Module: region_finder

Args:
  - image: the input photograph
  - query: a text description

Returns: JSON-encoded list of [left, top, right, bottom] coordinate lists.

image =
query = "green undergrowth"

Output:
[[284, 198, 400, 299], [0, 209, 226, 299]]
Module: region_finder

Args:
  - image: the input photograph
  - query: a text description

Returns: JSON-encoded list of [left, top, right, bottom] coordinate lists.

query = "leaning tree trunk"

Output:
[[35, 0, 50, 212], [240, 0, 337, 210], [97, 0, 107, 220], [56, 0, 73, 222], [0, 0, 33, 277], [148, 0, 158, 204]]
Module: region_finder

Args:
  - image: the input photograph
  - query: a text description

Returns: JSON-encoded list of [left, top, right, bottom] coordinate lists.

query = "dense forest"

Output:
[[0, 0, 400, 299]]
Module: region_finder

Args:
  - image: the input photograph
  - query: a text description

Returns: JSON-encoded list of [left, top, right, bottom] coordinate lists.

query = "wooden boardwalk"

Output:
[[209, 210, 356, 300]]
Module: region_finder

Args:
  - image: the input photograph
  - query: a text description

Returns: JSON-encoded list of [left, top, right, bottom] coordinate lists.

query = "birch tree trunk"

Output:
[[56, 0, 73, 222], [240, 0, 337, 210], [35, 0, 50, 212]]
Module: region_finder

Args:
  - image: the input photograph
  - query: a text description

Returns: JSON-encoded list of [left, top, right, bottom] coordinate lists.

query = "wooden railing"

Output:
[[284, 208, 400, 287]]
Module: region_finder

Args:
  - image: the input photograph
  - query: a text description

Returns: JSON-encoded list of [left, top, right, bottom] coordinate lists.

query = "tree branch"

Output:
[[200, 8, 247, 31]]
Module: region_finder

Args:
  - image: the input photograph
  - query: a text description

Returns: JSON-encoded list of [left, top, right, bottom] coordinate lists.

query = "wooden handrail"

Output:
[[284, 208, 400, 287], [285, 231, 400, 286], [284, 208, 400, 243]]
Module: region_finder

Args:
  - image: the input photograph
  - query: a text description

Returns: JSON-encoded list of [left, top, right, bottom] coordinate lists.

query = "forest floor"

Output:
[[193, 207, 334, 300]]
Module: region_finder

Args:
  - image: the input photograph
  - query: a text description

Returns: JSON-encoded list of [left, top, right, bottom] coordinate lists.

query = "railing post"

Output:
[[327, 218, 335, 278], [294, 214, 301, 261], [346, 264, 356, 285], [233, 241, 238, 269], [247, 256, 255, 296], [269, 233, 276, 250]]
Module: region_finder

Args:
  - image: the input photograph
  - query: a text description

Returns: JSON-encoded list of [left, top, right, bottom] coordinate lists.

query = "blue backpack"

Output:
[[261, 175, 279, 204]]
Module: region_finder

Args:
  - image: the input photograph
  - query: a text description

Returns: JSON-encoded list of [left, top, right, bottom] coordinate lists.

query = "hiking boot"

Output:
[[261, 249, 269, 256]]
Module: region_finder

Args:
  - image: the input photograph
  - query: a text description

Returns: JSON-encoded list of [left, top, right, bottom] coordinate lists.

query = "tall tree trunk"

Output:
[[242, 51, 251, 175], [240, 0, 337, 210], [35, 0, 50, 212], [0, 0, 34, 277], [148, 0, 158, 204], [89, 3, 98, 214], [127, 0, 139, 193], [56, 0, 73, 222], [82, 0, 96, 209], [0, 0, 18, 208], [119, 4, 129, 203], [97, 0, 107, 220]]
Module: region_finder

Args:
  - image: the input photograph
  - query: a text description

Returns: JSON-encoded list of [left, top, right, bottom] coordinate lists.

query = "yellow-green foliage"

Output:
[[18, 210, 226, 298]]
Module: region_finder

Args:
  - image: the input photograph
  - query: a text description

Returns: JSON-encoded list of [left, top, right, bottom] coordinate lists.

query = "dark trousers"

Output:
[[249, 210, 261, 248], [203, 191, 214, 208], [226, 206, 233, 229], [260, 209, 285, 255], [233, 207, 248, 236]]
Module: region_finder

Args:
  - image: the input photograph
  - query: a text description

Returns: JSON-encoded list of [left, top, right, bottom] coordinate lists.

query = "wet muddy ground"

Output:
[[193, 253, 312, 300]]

## Qué hacer
Filtra los registros anteriores y copia, por favor, cada línea en la que aparezca la palabra "tree".

## Solución propuesta
query = "leaning tree trunk"
query = "birch tree trunk"
query = "tree branch"
query = "tall tree trunk"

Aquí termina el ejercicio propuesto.